══ DATA SHOWN

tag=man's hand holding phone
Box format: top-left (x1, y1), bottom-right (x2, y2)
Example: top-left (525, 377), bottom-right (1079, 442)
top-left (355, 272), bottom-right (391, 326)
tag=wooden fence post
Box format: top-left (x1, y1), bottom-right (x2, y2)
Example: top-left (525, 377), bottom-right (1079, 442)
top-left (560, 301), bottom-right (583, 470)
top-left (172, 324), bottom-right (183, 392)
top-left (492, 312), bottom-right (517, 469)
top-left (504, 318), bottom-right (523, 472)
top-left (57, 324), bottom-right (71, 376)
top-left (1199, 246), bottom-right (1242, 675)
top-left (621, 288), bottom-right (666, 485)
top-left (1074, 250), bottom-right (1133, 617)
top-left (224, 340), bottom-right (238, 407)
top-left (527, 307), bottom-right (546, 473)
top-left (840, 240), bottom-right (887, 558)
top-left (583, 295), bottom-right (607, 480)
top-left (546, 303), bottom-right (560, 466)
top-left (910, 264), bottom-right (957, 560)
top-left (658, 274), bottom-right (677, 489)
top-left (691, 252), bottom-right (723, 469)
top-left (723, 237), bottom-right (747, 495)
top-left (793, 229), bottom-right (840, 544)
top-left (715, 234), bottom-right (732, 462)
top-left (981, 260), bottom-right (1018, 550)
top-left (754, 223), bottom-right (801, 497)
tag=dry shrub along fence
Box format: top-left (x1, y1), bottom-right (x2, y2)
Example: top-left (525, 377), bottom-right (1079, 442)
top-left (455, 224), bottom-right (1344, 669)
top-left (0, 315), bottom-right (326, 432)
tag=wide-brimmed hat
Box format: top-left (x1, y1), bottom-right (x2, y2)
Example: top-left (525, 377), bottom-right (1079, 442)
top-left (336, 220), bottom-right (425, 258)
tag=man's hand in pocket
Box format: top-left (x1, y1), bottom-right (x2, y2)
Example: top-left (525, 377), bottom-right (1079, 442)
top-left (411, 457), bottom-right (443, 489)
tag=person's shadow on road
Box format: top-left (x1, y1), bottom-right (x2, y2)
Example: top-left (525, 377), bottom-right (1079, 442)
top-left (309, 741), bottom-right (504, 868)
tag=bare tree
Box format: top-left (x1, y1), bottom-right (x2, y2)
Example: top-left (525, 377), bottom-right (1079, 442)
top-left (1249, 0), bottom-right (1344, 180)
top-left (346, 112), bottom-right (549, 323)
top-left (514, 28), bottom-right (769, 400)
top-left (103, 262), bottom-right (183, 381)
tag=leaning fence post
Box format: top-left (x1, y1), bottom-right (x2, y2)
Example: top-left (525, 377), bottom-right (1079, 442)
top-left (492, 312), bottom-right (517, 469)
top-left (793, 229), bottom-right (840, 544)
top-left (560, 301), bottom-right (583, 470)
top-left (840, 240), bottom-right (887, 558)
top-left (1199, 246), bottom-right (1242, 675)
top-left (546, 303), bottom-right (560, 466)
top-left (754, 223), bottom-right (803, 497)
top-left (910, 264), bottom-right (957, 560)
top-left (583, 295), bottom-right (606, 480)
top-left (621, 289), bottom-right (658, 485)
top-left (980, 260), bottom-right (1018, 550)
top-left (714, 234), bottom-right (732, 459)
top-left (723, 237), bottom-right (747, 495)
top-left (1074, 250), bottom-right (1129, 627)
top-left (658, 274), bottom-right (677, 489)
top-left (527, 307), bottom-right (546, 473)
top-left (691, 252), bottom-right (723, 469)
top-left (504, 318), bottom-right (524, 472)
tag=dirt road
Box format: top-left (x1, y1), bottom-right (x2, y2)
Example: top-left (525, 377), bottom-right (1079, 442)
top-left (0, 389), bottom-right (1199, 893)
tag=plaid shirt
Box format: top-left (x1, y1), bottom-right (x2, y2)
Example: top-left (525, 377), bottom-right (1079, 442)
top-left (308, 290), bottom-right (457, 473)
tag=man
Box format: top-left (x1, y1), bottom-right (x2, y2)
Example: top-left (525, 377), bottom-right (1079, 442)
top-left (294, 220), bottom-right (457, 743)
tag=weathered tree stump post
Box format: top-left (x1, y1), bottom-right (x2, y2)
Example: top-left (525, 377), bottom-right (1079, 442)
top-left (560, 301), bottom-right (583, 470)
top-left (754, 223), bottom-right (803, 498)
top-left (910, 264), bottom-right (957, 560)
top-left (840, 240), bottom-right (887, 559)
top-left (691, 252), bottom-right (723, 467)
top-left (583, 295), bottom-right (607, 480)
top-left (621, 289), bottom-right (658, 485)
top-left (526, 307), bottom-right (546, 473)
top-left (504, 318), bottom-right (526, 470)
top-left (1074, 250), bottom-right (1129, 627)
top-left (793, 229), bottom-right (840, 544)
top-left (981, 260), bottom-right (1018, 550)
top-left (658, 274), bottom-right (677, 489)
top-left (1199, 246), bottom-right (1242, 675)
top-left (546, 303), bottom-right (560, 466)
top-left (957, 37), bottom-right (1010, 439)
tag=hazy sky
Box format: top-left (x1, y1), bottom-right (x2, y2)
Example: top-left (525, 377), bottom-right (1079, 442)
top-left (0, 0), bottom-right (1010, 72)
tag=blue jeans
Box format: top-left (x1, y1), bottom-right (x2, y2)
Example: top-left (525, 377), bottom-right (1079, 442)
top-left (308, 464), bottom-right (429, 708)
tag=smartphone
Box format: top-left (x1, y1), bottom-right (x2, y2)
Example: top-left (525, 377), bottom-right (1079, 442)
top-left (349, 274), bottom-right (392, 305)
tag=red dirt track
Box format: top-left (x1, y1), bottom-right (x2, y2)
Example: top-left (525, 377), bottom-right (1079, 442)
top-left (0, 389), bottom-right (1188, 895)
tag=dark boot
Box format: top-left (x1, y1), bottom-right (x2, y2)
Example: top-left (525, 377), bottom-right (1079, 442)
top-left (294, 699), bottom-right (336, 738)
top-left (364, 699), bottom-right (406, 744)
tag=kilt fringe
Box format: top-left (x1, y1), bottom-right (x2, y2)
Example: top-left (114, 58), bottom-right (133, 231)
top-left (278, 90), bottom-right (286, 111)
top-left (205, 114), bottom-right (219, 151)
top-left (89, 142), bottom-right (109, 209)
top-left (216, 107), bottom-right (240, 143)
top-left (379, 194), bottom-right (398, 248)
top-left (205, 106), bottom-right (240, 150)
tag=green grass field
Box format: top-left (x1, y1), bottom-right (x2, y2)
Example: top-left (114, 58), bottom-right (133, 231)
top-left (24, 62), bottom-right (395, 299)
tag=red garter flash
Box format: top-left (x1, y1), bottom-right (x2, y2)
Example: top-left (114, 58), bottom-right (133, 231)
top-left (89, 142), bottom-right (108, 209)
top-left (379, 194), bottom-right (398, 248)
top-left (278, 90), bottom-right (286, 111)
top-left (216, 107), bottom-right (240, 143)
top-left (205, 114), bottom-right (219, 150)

════

■ WHAT YOU HAVE TO DO ■
Put all of the lines above into a JSON list of strings, with one string for each line and blank lines left out.

■ FULL SOLUTION ■
[
  "tag=man's hand holding phone",
  "Box format: top-left (x1, y1), bottom-right (x2, y2)",
  "Example: top-left (525, 377), bottom-right (1079, 442)",
  "top-left (355, 272), bottom-right (391, 326)",
  "tag=wooden fence post",
  "Box format: top-left (x1, y1), bottom-right (x2, y2)",
  "Example: top-left (525, 377), bottom-right (1079, 442)",
  "top-left (560, 301), bottom-right (583, 470)",
  "top-left (172, 324), bottom-right (183, 392)",
  "top-left (492, 312), bottom-right (517, 469)",
  "top-left (504, 318), bottom-right (523, 472)",
  "top-left (57, 324), bottom-right (71, 376)",
  "top-left (1199, 246), bottom-right (1242, 675)",
  "top-left (621, 288), bottom-right (666, 485)",
  "top-left (1074, 250), bottom-right (1133, 617)",
  "top-left (224, 340), bottom-right (238, 407)",
  "top-left (527, 307), bottom-right (546, 473)",
  "top-left (840, 240), bottom-right (887, 558)",
  "top-left (583, 295), bottom-right (607, 480)",
  "top-left (546, 303), bottom-right (560, 466)",
  "top-left (910, 264), bottom-right (957, 560)",
  "top-left (658, 274), bottom-right (677, 489)",
  "top-left (691, 252), bottom-right (723, 469)",
  "top-left (723, 237), bottom-right (747, 495)",
  "top-left (793, 229), bottom-right (840, 544)",
  "top-left (715, 234), bottom-right (732, 462)",
  "top-left (981, 260), bottom-right (1018, 550)",
  "top-left (754, 223), bottom-right (801, 497)",
  "tag=dry shrub along fence",
  "Box format: top-left (x1, y1), bottom-right (x2, y2)",
  "Example: top-left (525, 377), bottom-right (1079, 442)",
  "top-left (455, 224), bottom-right (1344, 669)",
  "top-left (0, 315), bottom-right (326, 432)",
  "tag=wide-brimmed hat",
  "Box format: top-left (x1, y1), bottom-right (x2, y2)",
  "Example: top-left (525, 377), bottom-right (1079, 442)",
  "top-left (336, 220), bottom-right (425, 258)",
  "tag=man's hand in pocket",
  "Box format: top-left (x1, y1), bottom-right (x2, y2)",
  "Example: top-left (525, 377), bottom-right (1079, 442)",
  "top-left (411, 457), bottom-right (443, 489)",
  "tag=person's shadow on road",
  "Box format: top-left (x1, y1), bottom-right (x2, y2)",
  "Example: top-left (525, 377), bottom-right (1079, 442)",
  "top-left (309, 741), bottom-right (504, 868)",
  "tag=bare tree",
  "Box format: top-left (x1, y1), bottom-right (x2, y2)",
  "Example: top-left (525, 377), bottom-right (1079, 442)",
  "top-left (1249, 0), bottom-right (1344, 180)",
  "top-left (346, 112), bottom-right (549, 323)",
  "top-left (514, 28), bottom-right (769, 400)",
  "top-left (103, 262), bottom-right (183, 381)",
  "tag=leaning fence post",
  "Box format: top-left (x1, y1), bottom-right (x2, y2)",
  "Example: top-left (525, 377), bottom-right (1079, 442)",
  "top-left (492, 312), bottom-right (517, 469)",
  "top-left (793, 229), bottom-right (840, 544)",
  "top-left (560, 301), bottom-right (583, 470)",
  "top-left (840, 240), bottom-right (887, 558)",
  "top-left (1199, 246), bottom-right (1242, 675)",
  "top-left (546, 303), bottom-right (560, 466)",
  "top-left (754, 223), bottom-right (803, 497)",
  "top-left (910, 264), bottom-right (957, 560)",
  "top-left (583, 295), bottom-right (606, 480)",
  "top-left (621, 289), bottom-right (658, 485)",
  "top-left (980, 260), bottom-right (1018, 550)",
  "top-left (714, 234), bottom-right (732, 459)",
  "top-left (723, 237), bottom-right (747, 495)",
  "top-left (1074, 250), bottom-right (1129, 627)",
  "top-left (658, 274), bottom-right (677, 489)",
  "top-left (527, 307), bottom-right (546, 473)",
  "top-left (691, 252), bottom-right (723, 469)",
  "top-left (504, 318), bottom-right (524, 472)",
  "tag=dirt road",
  "Box format: top-left (x1, y1), bottom-right (x2, y2)",
  "Example: top-left (525, 377), bottom-right (1079, 442)",
  "top-left (0, 389), bottom-right (1199, 893)",
  "tag=plaid shirt",
  "Box format: top-left (x1, y1), bottom-right (x2, y2)",
  "Example: top-left (525, 377), bottom-right (1079, 442)",
  "top-left (308, 290), bottom-right (457, 473)",
  "tag=man",
  "Box format: top-left (x1, y1), bottom-right (x2, y2)",
  "Example: top-left (525, 377), bottom-right (1079, 442)",
  "top-left (294, 220), bottom-right (457, 743)",
  "tag=weathered tree stump post",
  "Box format: top-left (x1, y1), bottom-right (x2, y2)",
  "Example: top-left (525, 377), bottom-right (1079, 442)",
  "top-left (560, 301), bottom-right (583, 470)",
  "top-left (754, 223), bottom-right (803, 498)",
  "top-left (910, 264), bottom-right (957, 560)",
  "top-left (840, 240), bottom-right (887, 559)",
  "top-left (691, 252), bottom-right (723, 467)",
  "top-left (583, 295), bottom-right (607, 480)",
  "top-left (621, 289), bottom-right (658, 485)",
  "top-left (526, 307), bottom-right (546, 473)",
  "top-left (504, 318), bottom-right (526, 470)",
  "top-left (1074, 250), bottom-right (1129, 627)",
  "top-left (793, 229), bottom-right (840, 544)",
  "top-left (981, 260), bottom-right (1018, 550)",
  "top-left (658, 274), bottom-right (677, 489)",
  "top-left (1199, 246), bottom-right (1242, 675)",
  "top-left (546, 303), bottom-right (560, 466)",
  "top-left (957, 37), bottom-right (1010, 439)",
  "tag=hazy sky",
  "Box format: top-left (x1, y1), bottom-right (x2, y2)",
  "Example: top-left (525, 377), bottom-right (1079, 442)",
  "top-left (0, 0), bottom-right (1010, 72)",
  "tag=blue jeans",
  "Box format: top-left (x1, y1), bottom-right (x2, y2)",
  "Example: top-left (525, 377), bottom-right (1079, 442)",
  "top-left (308, 464), bottom-right (429, 708)",
  "tag=smartphone",
  "Box format: top-left (x1, y1), bottom-right (x2, y2)",
  "Example: top-left (525, 377), bottom-right (1079, 442)",
  "top-left (349, 274), bottom-right (392, 305)",
  "tag=red dirt track",
  "Box format: top-left (x1, y1), bottom-right (x2, y2)",
  "Example: top-left (525, 377), bottom-right (1079, 442)",
  "top-left (0, 389), bottom-right (1188, 895)",
  "tag=dark boot",
  "Box format: top-left (x1, y1), bottom-right (x2, y2)",
  "Example: top-left (525, 377), bottom-right (1079, 442)",
  "top-left (294, 699), bottom-right (336, 738)",
  "top-left (364, 699), bottom-right (406, 744)",
  "tag=kilt fringe",
  "Box format: top-left (x1, y1), bottom-right (x2, y2)",
  "Example: top-left (114, 58), bottom-right (133, 231)",
  "top-left (278, 90), bottom-right (286, 111)",
  "top-left (205, 114), bottom-right (219, 151)",
  "top-left (89, 142), bottom-right (109, 209)",
  "top-left (216, 107), bottom-right (240, 143)",
  "top-left (379, 194), bottom-right (398, 248)",
  "top-left (205, 106), bottom-right (240, 150)",
  "tag=green grass field",
  "Box format: top-left (x1, y1), bottom-right (x2, y2)",
  "Example: top-left (114, 58), bottom-right (133, 231)",
  "top-left (24, 62), bottom-right (395, 299)",
  "tag=red garter flash",
  "Box format: top-left (x1, y1), bottom-right (x2, y2)",
  "Example: top-left (114, 58), bottom-right (133, 231)",
  "top-left (89, 142), bottom-right (108, 209)",
  "top-left (379, 194), bottom-right (398, 248)",
  "top-left (278, 90), bottom-right (286, 111)",
  "top-left (216, 107), bottom-right (240, 143)",
  "top-left (205, 114), bottom-right (219, 150)"
]